• [Challenge]
Below is a block of records; reproduce all of them exactly and leave out any pictures.

• [Items]
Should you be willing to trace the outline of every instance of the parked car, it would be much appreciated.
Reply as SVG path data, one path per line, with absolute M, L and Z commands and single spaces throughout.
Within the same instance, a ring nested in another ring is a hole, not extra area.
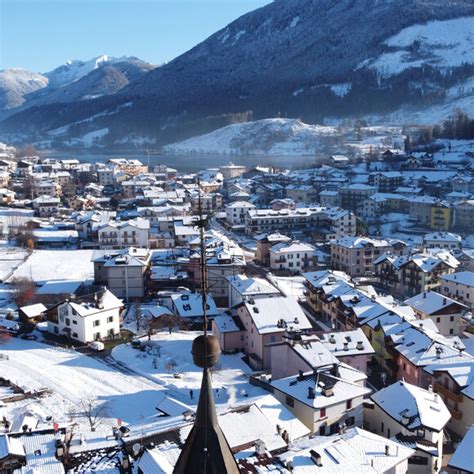
M 101 352 L 105 349 L 104 343 L 100 341 L 94 341 L 89 344 L 89 347 L 93 351 Z

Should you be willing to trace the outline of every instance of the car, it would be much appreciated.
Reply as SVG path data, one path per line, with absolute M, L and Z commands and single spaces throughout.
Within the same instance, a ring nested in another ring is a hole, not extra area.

• [Reply to the exercise]
Should you be willing to trace the outline of every instance of the parked car, it would be much appreciated.
Reply as SVG path data, one path per line, with absolute M, L and Z commands and single spaces throughout.
Within the same instance, a ring nested in another ring is a hole, not extra area.
M 101 352 L 105 349 L 104 343 L 100 341 L 94 341 L 89 344 L 89 347 L 93 351 Z

Should you be willing to trace the outline of every instance of the car, it would be much appreciated.
Reply as SVG path data, one path per line, with absolute M, L and Z commands and single spaces throughout.
Within the same instance, a ring nested in another ring is a hole, not extra area.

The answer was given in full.